*Dataset items*
────────
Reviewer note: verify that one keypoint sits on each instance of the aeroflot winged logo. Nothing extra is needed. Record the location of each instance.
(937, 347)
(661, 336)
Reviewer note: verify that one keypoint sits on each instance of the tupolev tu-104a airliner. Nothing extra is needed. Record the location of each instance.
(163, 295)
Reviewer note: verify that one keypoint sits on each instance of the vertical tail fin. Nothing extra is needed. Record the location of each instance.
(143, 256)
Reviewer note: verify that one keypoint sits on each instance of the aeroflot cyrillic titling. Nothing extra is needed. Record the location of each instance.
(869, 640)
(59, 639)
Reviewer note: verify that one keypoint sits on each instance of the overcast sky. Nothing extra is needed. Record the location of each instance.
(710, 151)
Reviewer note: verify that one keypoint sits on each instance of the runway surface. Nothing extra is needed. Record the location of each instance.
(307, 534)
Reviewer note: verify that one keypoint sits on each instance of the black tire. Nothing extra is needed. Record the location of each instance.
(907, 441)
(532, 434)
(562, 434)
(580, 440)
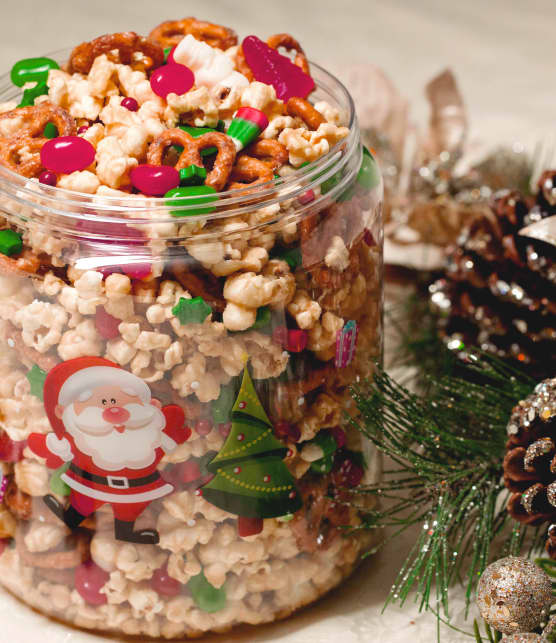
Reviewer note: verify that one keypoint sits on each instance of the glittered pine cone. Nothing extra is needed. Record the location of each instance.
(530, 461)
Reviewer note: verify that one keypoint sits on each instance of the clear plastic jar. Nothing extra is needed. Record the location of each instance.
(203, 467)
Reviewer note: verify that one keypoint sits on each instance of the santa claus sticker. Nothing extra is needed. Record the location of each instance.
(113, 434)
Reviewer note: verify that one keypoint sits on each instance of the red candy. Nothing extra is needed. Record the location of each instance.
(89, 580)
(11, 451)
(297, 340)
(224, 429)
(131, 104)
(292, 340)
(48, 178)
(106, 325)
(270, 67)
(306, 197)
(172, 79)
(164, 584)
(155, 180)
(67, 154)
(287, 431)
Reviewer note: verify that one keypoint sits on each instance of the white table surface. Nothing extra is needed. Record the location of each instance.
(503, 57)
────────
*GIVEN INSTRUCTION*
Without the pictures, repeat the listing above exactly.

*WRITTEN REPLY*
Reviewer note: verify that one keypoint sits on each instance of the aeroflot winged logo. Nothing extra is needed. Record the location of each instance.
(937, 347)
(661, 336)
Reviewer note: verify that one keypoint sits on each instance of the tupolev tu-104a airliner. Nothing extra is needed. Record the location of each instance.
(163, 295)
Reviewer note: verify that one keypoint sits on each instance of the vertical tail fin. Nothing extra is needed. Record the location of each instance.
(143, 256)
Reviewer note: verify that one keypoint sits on each instance of the aeroflot cyrillic titling. Nothing extra is needed. Record the location of each instance.
(869, 640)
(59, 639)
Reviewer note: verify that one keypoint sits on each instance of the overcast sky. Nothing extra is needed. Record the location of each instance.
(710, 151)
Reviewer note: verify that one keypoint sits on each instance of the runway surface. Nothing extra is needed. Record the location of each instance.
(307, 534)
Reviewer note: verify that one keypoint sits on each instance of the black tire. Nothing extra is needed. Record the location of each instance.
(907, 441)
(532, 434)
(562, 434)
(580, 440)
Reviewer note: verify that one keypoint sits on each instance of the glittered pine cone. Nothing extra is needed. Record the location of each instance.
(530, 461)
Reviewer note: verify that one keypoint sits on each instance of the clear plastic jar. Nothing extra is needed. Record the location of each instance.
(203, 467)
Reviewer note: verify that one keypoint sits on each instance of the santa claus sticker. Nothing extra is needed. Record the location of each instance.
(113, 434)
Reviewer note: verify that one keypoint sits on each instance of the red candy. Nothing extra is needed. Record the location of each instance.
(89, 580)
(11, 451)
(297, 340)
(224, 429)
(131, 104)
(292, 340)
(48, 178)
(106, 325)
(270, 67)
(306, 197)
(172, 79)
(164, 584)
(155, 180)
(67, 154)
(287, 431)
Reviewer note: verify that one keypoint sits on each instance of the white table surface. Nothing extra is needed. Record the location of each instance.
(503, 57)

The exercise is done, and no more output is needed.